> [Exercise details]
Pick out each line in the records that contains the word “round” and copy it. Case counts.

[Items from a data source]
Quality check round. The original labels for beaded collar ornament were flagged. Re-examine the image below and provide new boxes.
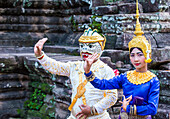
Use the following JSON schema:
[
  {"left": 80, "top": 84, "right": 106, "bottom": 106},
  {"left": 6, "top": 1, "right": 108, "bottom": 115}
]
[
  {"left": 127, "top": 70, "right": 156, "bottom": 85},
  {"left": 79, "top": 27, "right": 106, "bottom": 50},
  {"left": 128, "top": 0, "right": 152, "bottom": 63}
]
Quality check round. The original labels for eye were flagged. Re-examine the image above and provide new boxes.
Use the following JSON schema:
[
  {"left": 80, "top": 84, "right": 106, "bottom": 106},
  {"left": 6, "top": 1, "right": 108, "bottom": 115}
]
[
  {"left": 138, "top": 53, "right": 143, "bottom": 56},
  {"left": 89, "top": 45, "right": 93, "bottom": 48},
  {"left": 80, "top": 44, "right": 83, "bottom": 48},
  {"left": 130, "top": 54, "right": 134, "bottom": 57}
]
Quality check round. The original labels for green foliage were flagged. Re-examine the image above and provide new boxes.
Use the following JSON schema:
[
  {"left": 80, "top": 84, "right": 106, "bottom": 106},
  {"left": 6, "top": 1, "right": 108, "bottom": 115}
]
[{"left": 17, "top": 82, "right": 55, "bottom": 119}]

> [The response]
Quality check round. The original labels for beaded collar ornament were flagged. Re-examine the image below and provide new boxes.
Quality check round. The original labels for eye were flagged. Re-examine the image above and provide new boxes.
Quality check round. The original labels for green foliage were flagged. Re-examine the image above and provide new boxes.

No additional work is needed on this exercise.